- _Required action_:
Tally the lines of these entries that include "sofa"; respond with only that tally.

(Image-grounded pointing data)
---
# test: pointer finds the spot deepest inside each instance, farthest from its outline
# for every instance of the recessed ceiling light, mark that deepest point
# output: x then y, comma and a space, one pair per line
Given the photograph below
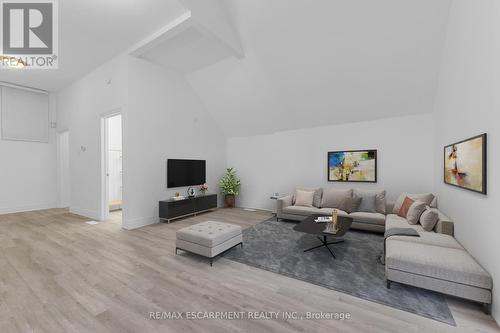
11, 62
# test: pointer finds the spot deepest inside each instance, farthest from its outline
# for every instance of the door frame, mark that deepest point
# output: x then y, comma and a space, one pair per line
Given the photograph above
104, 214
60, 202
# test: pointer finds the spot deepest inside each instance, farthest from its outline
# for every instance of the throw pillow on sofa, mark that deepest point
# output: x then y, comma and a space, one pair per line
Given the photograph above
415, 211
304, 198
367, 204
428, 219
405, 207
379, 198
318, 192
424, 197
350, 205
332, 198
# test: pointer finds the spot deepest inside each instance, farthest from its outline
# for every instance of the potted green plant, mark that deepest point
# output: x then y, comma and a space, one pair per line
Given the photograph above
229, 185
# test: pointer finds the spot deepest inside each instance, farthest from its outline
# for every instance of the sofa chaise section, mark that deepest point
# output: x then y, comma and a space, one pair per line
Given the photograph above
435, 261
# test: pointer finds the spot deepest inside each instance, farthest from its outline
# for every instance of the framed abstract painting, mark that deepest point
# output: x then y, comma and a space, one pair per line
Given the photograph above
465, 164
352, 166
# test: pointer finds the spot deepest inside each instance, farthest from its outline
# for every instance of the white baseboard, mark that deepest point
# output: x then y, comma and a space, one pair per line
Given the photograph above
27, 208
85, 213
131, 224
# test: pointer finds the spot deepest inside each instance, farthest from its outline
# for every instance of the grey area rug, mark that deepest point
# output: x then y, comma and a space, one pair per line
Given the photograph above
276, 247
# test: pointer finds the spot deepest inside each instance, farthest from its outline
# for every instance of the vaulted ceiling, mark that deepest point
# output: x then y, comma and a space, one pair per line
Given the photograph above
309, 63
92, 32
262, 66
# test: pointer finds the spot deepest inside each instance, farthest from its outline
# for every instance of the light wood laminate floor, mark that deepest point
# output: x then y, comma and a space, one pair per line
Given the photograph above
59, 274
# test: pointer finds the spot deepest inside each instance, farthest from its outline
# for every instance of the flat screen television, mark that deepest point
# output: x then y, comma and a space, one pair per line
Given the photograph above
185, 172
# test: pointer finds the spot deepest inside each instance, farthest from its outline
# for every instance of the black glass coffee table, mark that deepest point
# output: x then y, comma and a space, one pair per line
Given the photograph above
---
- _Solution to this task_:
2